> [Work item]:
When you write the records again, keep every line exactly as it was.

Saved entries
= = = =

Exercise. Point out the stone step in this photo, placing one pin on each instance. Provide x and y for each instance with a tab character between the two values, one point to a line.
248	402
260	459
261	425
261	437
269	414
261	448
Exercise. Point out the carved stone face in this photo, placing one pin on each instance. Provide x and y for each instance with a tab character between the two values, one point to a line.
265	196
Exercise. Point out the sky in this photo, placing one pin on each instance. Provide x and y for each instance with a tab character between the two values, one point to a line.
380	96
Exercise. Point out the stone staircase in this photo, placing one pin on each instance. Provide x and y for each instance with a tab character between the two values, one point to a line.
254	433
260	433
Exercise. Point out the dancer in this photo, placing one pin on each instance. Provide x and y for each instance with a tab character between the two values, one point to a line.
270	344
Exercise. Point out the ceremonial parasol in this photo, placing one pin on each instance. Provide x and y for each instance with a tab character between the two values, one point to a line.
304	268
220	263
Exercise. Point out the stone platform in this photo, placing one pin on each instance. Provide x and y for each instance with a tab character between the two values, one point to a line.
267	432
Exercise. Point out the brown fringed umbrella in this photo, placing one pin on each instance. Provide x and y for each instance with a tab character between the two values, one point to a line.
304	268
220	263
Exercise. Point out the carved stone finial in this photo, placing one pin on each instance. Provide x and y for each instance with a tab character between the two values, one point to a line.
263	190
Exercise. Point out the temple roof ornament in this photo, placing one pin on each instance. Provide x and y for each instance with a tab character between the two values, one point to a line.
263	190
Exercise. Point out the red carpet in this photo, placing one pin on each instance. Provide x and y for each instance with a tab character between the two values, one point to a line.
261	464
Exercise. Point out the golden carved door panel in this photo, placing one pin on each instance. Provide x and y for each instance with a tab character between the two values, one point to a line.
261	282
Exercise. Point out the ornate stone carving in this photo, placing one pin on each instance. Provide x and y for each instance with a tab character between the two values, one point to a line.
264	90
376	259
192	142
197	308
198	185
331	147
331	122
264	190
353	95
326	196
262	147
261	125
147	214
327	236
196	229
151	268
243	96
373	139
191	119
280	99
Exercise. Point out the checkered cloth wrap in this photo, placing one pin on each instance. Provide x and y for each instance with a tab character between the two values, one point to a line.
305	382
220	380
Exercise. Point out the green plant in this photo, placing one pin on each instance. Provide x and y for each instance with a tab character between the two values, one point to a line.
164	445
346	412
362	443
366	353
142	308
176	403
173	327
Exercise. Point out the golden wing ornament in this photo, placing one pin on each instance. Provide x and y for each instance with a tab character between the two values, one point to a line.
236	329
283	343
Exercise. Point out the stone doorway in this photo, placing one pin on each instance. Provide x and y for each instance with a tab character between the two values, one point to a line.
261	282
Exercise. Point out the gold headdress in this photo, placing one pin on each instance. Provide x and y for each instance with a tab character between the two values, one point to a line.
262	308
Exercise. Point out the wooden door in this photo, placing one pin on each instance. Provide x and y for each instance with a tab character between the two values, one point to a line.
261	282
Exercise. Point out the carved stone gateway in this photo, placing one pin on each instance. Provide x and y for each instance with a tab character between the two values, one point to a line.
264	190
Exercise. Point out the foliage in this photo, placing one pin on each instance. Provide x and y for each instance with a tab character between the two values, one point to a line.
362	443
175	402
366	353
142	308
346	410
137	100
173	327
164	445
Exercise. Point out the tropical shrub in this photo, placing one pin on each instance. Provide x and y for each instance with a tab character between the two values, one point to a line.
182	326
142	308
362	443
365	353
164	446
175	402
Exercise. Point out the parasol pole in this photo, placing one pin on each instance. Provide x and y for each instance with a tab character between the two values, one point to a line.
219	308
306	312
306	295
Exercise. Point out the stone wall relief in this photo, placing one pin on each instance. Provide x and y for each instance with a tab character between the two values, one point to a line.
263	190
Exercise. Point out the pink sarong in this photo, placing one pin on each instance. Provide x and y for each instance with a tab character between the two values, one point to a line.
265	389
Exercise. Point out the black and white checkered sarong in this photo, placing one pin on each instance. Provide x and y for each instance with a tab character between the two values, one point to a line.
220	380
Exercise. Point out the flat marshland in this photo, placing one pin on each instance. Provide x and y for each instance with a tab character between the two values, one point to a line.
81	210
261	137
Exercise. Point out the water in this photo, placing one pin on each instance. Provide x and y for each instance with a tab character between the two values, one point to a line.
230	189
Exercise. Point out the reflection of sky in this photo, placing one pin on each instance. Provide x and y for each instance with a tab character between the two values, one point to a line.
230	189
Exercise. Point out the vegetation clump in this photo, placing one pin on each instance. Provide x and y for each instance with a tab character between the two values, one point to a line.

= = = =

> [Response to the task]:
Exercise. Point out the stone step in this photo, placing one pin on each instance. Provide x and y for each instance with a tab character between the two values, one point to a line.
248	402
260	459
261	425
261	437
269	414
261	448
Exercise. Point out the carved stone face in this photo, placing one pin on each instance. Provide x and y for each instance with a tab character between the two values, one point to a line.
265	196
Exercise. Point out the sky in this photo, placing one pin on each instance. Provide x and y for each instance with a tab character between the two values, one point to a line.
380	96
Exercise. Point out the stone staircase in this photo, placing one pin on each instance. Provide x and y for each instance with a tab character between the two values, one point to a line.
254	433
260	433
Exercise. Point out the dancer in this photo, placing one pin on each instance. Provide x and y for each instance with a tab character between the two values, one point to a line.
270	344
Exercise. Point out the ceremonial parasol in this photo, placing one pin on each instance. Provide x and y for each instance with a tab character between the two values, one point to a line.
304	268
220	263
Exercise. Point out the stone platform in this photo, placing one pin on each instance. Provide x and y for each instance with a tab character between the two values, one point to a line.
267	432
Exercise. Point out the brown fringed umbrella in this photo, placing one pin on each instance. Provide x and y for each instance with a tab character between the two values, one point to a line.
304	268
220	263
Exercise. Point out the carved stone finial in this photo, placing one pin on each instance. Provide x and y for each instance with a tab character between the two values, one point to a line.
263	190
Exercise. Point out the temple roof ornament in this photo, placing one pin on each instance. Provide x and y for each instance with a tab character between the two values, one point to a line.
263	190
Exercise. Point out the red carpet in this photo, placing one pin on each instance. Provide x and y for each instance with a tab character between the two values, one point to a line.
261	464
Exercise. Point out the golden carved door panel in this photo, placing one pin on each instance. Provide x and y for each instance with a tab character between the two values, one point to a line.
261	282
Exercise. Point out the ornate stone carving in this photo, placing one pin on each instance. Provide x and y for each instance with a tab character between the two values, one point to a line.
264	90
376	259
192	142
197	308
198	185
331	147
331	122
264	190
353	95
326	196
262	147
261	125
147	214
327	236
196	229
151	268
243	96
373	139
191	119
280	99
Exercise. Point out the checkered cloth wrap in this photo, placing one pin on each instance. Provide x and y for each instance with a tab character between the two values, one point to a line.
305	382
220	380
Exercise. Point out the green plant in this photo, placing one pin on each instance. Provide x and y for each instance with a tab character between the two values, one point to a line.
164	445
346	412
362	443
366	353
142	308
176	403
173	327
Exercise. Point out the golden wing ornament in this photo, placing one pin on each instance. Provide x and y for each instance with a tab character between the two values, one point to a line.
236	329
283	343
Exercise. Point out the stone doorway in this photo, placing one pin on each instance. Provide x and y for each instance with a tab character between the two values, one point to a line.
261	282
Exercise. Point out the gold headdress in this photo, placing one pin on each instance. Provide x and y for each instance with a tab character between the two values, one point to a line.
262	308
Exercise. Point out the wooden door in this photo, placing one pin on each instance. Provide x and y for each instance with a tab character between the two values, one point to a line.
261	282
Exercise. Point out the carved stone gateway in this photo, placing one pin on each instance. Provide x and y for each instance with a tab character between the two values, one point to a line.
264	190
Exercise. Point out the foliage in this photo, placing one pin on each instance. Provide x and y for each instance with a tab character between the two values, one point to a line.
362	443
175	402
366	353
142	308
346	410
137	100
173	327
164	445
Exercise. Point out the tropical shrub in this photo, placing one pin on each instance. Provide x and y for each instance with a tab character between the two values, one point to a line.
182	326
142	308
362	443
365	353
164	446
175	402
Exercise. Point out the parasol pole in this photo, placing one pin on each instance. Provide x and y for each instance with a tab character between the two values, one point to a line.
219	308
306	312
306	295
Exercise. Point out the stone wall relief in this photo, placing one pin on each instance. Provide x and y for each instance with a tab character between the two values, one point to a line.
263	190
Exercise. Point out the pink sarong in this photo, placing one pin on each instance. Provide x and y for each instance with a tab character between the two values, one point to a line.
265	389
Exercise. Point out the black and white checkered sarong in this photo, placing one pin on each instance. Provide x and y for each instance with a tab character between the two values, one point to a line.
220	380
Exercise. Point out the flat marshland in this photo, placing one pin on each instance. Provide x and y for each instance with a tab character between the two values, one point to a line.
81	210
261	137
Exercise. Point out the water in this photo, placing one pin on each instance. Provide x and y for each instance with a tab character between the two values, one point to a line.
230	189
Exercise. Point out the reflection of sky in this photo, placing one pin on each instance. Provide x and y for each instance with a tab character between the two values, one point to a line.
230	189
Exercise. Point out the vegetation clump in this photo, placing one pin on each instance. Provide x and y for each instance with a tab character between the two values, one point to a line.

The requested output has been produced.